▶ [EXERCISE OBJECTIVE]
Every record below is to be retyped exactly.

▶ [DATA PROVIDED]
Content starts
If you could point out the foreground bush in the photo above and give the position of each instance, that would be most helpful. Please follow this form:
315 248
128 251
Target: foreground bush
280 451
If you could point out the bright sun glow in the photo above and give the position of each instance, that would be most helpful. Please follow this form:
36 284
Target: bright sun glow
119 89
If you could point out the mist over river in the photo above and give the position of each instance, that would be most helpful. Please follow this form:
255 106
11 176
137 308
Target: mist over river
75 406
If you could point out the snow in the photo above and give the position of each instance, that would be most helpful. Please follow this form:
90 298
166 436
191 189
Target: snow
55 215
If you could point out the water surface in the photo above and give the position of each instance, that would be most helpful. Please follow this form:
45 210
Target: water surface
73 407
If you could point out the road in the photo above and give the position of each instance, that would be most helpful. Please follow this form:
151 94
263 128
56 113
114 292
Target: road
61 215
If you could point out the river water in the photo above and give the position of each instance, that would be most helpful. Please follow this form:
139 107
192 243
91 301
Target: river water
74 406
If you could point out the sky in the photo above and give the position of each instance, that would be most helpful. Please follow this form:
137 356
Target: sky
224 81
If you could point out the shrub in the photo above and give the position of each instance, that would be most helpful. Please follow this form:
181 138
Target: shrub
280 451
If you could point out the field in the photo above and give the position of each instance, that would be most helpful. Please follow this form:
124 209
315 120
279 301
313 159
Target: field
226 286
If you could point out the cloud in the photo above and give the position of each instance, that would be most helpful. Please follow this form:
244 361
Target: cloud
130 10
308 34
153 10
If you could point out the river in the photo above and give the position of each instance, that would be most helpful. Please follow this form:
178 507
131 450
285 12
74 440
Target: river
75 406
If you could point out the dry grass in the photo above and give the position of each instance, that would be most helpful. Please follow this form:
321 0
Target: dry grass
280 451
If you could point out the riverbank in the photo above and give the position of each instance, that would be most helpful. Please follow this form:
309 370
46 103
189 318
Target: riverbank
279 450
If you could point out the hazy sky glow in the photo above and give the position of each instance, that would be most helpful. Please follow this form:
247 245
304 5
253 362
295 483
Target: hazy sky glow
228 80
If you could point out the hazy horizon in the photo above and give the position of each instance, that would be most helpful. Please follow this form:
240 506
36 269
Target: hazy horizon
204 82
Content ends
▶ [SOLUTION FOR THIS TASK]
If you could point out the foreground bush in the photo above and give the position of each instance, that would be most helpful. Please follow this form:
315 248
128 251
Target: foreground bush
280 451
If you could point out the bright sun glow in the photo above and give the position of each instance, that would be most helpful. Please follow this form:
36 284
Target: bright sun glow
119 89
If you could point out the mist over river in the photo above and give the position of each instance, that would be most helpful. Please follow this form:
255 106
11 176
137 308
Target: mist over river
75 406
If you could point out the snow in the photo above and give the position of each instance, that would be most helpful. Please follow this form:
90 298
166 436
191 189
Target: snow
55 215
If you could point out the water surface in the photo above and give the position of each instance, that would be most helpful. Please follow this form:
45 210
Target: water surface
73 407
If you could point out the road in the photo above and give the position of each instance, that would be most helpful. Please follow this form:
151 94
263 128
56 113
114 292
Target: road
61 215
If you could point out the river water in the photo above and give the position of each instance, that would be most helpful. Please follow this form:
139 107
192 243
91 301
Target: river water
74 406
If you could point out the sky in the photo above and give the position of each instance, that would be most helpful. Please follow this form:
137 356
Target: sky
224 81
If you could point out the shrub in the photo above and give the position of each instance, that would be most helpful. Please follow this form:
181 138
Target: shrub
280 451
If you could point out the field in the photo above and give the position of each instance, that would be most helpful. Please follow this form:
124 209
315 120
279 301
313 159
Target: field
226 286
If you could point out the cloud in the photo above and give the position of each instance, that would be most helpful. Please follow this form:
244 361
Target: cloud
130 10
308 34
153 10
If you could point out the river in the photo above and give the position of each instance, that would be most helpful. Please follow this form:
178 507
131 450
285 12
74 440
Target: river
75 406
If you could point out the dry grass in the photo above and give the position of each instance, that would be most helpful. Please follow this form:
321 0
Target: dry grass
280 451
If you could point out the riverbank in the photo above and give the position of each instance, that would be most helpful. Please follow this form:
309 370
46 103
189 318
Target: riverbank
279 450
If you could point out the hazy sky glow in the photo above and give the position of each instance, that would be most helpful. Please follow this form:
247 245
304 5
253 362
295 483
Target: hazy sky glow
228 80
If you could point out the hazy horizon in the photo above and give the position of each instance, that would be most helpful. Please follow this form:
240 506
36 269
Target: hazy horizon
204 82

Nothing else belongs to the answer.